# Exercise prompt:
Extract exactly the range of lines bounded by the line containing "point like [1089,213]." and the final line of the listing, both ends included, and no other lines.

# Information:
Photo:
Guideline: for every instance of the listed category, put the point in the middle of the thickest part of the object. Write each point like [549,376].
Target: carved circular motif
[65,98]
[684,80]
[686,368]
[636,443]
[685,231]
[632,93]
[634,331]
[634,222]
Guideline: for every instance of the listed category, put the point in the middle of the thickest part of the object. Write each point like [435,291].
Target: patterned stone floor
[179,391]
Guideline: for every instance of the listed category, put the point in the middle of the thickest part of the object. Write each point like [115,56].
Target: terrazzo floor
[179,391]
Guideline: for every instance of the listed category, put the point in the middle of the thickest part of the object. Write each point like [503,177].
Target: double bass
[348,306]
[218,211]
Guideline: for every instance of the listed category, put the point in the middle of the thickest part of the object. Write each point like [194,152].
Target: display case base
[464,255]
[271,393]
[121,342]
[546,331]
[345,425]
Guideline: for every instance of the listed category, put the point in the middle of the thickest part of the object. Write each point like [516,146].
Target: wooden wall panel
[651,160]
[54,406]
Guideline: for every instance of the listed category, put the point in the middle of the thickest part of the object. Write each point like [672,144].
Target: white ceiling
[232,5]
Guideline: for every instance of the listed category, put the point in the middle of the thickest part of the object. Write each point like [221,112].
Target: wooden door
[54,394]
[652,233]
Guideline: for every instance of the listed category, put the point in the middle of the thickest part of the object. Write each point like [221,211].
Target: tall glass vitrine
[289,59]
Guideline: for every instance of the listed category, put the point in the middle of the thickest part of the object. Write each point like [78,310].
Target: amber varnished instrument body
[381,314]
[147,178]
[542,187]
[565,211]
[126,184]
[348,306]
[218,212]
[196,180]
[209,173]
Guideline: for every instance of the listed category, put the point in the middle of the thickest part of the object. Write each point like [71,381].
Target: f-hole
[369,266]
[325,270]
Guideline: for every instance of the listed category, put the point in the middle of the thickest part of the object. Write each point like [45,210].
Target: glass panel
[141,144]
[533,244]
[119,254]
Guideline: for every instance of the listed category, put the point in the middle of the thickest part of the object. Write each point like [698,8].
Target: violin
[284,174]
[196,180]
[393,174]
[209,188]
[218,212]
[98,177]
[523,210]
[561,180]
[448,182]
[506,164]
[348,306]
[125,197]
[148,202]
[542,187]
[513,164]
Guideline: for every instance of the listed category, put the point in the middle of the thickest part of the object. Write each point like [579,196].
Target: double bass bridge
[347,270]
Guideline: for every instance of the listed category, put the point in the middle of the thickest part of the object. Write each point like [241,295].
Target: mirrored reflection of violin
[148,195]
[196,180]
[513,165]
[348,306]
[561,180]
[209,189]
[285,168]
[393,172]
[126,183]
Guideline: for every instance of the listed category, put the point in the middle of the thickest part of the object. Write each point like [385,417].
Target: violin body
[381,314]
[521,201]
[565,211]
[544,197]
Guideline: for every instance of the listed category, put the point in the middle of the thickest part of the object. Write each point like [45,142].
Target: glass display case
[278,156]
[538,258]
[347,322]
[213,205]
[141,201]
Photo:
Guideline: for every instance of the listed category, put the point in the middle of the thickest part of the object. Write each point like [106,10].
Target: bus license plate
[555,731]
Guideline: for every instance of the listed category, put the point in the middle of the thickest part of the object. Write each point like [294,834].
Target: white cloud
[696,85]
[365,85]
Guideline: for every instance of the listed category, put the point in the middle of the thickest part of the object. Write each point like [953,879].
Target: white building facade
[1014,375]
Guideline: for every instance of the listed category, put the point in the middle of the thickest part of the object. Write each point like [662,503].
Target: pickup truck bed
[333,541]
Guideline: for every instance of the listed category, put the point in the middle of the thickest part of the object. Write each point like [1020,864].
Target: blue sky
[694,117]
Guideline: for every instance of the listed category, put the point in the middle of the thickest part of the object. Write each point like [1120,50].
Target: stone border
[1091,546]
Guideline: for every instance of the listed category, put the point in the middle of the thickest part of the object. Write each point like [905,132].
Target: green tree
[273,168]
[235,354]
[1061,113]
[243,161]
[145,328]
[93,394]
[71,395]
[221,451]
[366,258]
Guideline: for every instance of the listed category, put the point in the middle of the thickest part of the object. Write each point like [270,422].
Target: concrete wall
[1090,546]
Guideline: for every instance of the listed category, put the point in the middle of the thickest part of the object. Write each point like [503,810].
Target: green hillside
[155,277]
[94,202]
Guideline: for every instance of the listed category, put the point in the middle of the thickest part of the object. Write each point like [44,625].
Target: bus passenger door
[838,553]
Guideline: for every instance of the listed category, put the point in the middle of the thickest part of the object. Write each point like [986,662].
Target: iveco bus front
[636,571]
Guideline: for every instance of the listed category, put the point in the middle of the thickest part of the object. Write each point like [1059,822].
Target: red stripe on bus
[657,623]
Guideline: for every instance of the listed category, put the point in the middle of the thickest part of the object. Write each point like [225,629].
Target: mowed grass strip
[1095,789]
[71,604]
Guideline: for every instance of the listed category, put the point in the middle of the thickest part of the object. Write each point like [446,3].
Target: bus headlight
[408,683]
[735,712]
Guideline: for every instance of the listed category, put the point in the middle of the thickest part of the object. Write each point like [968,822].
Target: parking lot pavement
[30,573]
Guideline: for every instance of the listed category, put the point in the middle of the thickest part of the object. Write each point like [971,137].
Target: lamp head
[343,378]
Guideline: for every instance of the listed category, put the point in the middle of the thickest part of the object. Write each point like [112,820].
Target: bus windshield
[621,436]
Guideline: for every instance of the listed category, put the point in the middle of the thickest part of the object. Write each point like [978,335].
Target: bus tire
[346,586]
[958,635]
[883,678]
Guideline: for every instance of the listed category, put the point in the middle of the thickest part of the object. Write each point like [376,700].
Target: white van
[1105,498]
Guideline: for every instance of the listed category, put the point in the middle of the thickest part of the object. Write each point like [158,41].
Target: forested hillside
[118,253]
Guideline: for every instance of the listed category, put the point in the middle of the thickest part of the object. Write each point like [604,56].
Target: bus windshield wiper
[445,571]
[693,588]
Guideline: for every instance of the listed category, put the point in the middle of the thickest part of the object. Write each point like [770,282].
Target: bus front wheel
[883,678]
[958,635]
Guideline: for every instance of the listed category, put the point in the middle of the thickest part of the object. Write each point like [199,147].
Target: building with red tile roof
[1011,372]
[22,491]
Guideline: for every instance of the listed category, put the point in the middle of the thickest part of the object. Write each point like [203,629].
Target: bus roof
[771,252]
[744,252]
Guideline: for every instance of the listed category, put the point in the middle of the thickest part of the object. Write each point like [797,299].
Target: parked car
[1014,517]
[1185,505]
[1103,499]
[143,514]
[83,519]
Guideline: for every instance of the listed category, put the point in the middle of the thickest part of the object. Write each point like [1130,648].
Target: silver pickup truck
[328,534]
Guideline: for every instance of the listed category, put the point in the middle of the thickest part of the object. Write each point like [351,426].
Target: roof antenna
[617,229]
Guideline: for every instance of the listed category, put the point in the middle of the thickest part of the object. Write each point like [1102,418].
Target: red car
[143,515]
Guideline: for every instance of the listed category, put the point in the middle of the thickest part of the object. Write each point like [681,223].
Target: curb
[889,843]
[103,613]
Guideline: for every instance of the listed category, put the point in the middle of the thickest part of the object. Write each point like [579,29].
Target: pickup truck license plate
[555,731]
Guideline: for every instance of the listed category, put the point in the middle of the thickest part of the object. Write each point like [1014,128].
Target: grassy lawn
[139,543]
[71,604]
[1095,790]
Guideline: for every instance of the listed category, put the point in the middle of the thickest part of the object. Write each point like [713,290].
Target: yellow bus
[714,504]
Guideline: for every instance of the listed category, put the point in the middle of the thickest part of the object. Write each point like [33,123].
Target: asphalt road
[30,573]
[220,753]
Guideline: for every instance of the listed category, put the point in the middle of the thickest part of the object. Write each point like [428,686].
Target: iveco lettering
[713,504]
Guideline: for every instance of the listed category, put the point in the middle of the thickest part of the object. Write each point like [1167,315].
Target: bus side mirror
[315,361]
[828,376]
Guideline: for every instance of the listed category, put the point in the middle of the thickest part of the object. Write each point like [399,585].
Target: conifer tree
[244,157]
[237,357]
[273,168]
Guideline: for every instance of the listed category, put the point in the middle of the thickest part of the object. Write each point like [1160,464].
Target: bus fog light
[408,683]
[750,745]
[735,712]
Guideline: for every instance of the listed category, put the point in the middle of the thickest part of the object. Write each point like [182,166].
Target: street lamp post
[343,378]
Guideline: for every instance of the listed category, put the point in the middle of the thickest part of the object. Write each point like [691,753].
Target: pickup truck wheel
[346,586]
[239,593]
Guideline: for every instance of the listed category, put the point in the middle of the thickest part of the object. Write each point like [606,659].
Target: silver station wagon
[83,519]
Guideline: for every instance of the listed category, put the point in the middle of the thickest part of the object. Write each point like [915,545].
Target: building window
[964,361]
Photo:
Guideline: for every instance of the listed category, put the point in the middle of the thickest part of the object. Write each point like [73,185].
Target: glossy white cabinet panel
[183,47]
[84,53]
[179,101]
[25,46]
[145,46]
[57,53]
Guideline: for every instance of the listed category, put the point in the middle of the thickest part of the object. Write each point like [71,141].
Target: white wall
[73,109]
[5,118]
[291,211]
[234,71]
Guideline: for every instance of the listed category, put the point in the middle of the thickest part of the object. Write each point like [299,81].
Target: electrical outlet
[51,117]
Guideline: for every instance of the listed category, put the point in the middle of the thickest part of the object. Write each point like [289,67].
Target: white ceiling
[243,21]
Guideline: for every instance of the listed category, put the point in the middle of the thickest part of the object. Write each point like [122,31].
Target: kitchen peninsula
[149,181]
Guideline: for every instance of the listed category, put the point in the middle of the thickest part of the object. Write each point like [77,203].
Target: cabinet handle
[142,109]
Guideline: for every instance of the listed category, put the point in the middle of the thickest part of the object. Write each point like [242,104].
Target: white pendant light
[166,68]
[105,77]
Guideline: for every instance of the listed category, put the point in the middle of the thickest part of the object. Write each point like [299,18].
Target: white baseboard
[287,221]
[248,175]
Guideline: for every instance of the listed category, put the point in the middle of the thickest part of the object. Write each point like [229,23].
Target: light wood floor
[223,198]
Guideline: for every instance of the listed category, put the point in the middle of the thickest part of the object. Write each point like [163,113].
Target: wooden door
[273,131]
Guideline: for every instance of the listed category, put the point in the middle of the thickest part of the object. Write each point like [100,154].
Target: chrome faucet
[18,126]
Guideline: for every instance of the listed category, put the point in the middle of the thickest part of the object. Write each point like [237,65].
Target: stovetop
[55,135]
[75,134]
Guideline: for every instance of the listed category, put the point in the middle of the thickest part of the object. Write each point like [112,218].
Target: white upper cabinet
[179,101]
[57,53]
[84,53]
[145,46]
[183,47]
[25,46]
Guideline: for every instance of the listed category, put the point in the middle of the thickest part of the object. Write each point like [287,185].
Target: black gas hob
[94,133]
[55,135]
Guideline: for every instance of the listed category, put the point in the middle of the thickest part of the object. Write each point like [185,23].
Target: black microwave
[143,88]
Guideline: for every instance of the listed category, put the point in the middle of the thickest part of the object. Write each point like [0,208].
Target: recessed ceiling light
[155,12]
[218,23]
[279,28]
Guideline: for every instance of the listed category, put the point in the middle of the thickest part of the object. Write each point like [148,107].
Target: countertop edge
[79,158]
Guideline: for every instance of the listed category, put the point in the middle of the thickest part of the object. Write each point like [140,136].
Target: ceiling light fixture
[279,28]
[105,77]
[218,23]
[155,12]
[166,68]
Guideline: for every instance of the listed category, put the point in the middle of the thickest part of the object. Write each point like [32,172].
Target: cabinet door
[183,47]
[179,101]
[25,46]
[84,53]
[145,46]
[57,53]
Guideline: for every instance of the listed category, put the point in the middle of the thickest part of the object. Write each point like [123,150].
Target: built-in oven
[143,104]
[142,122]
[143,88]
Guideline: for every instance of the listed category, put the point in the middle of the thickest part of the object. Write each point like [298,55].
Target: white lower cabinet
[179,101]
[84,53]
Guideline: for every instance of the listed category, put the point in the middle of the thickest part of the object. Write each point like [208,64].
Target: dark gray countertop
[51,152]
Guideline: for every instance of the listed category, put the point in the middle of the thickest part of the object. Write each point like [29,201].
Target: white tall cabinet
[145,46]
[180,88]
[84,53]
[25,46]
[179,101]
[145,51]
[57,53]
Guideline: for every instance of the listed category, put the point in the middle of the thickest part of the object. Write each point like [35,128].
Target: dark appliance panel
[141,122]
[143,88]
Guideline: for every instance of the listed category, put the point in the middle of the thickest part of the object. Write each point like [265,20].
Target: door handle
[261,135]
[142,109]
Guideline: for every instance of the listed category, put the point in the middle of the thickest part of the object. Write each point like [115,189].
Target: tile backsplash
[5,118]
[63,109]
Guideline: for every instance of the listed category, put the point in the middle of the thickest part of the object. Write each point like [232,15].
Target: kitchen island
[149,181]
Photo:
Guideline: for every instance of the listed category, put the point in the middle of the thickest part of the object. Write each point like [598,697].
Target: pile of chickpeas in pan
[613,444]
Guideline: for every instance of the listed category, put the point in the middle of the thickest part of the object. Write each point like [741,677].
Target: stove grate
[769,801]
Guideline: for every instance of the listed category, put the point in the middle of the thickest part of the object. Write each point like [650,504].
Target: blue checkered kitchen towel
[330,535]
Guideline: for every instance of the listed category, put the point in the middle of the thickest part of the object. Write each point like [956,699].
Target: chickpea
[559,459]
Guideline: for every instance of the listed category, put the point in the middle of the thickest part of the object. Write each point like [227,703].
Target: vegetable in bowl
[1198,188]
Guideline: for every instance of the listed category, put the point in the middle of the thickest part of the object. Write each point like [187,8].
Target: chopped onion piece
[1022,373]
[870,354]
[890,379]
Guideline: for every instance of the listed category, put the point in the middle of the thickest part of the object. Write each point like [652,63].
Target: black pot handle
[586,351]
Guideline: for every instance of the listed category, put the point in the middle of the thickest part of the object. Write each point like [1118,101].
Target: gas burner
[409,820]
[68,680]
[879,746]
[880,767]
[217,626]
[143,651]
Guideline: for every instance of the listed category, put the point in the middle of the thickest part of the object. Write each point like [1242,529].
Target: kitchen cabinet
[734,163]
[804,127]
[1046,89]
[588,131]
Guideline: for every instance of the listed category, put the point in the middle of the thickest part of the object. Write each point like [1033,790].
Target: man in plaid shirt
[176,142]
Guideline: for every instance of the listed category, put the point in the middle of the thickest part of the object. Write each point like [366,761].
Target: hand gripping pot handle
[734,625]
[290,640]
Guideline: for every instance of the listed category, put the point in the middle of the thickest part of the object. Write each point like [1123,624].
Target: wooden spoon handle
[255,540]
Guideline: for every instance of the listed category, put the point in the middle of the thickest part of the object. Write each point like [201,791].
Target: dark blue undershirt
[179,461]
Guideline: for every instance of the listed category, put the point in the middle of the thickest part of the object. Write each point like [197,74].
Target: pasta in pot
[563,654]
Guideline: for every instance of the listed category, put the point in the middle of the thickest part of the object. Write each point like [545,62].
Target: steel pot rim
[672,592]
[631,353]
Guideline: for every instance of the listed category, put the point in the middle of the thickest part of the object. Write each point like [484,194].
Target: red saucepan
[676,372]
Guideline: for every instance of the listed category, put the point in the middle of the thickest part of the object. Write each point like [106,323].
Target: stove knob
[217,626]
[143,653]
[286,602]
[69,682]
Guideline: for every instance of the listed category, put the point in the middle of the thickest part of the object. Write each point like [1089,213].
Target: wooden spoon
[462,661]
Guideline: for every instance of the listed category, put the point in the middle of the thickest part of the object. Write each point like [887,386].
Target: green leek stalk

# Response to this exercise:
Guideline: for every instance of the listed category, put the point in the middle of the thickest part of the object. Write each point like [1089,213].
Target: wooden spoon
[462,661]
Guideline: for every instance of the listed category, put the point in the middle of the thickest part of the object. Write each point like [887,386].
Target: green leek stalk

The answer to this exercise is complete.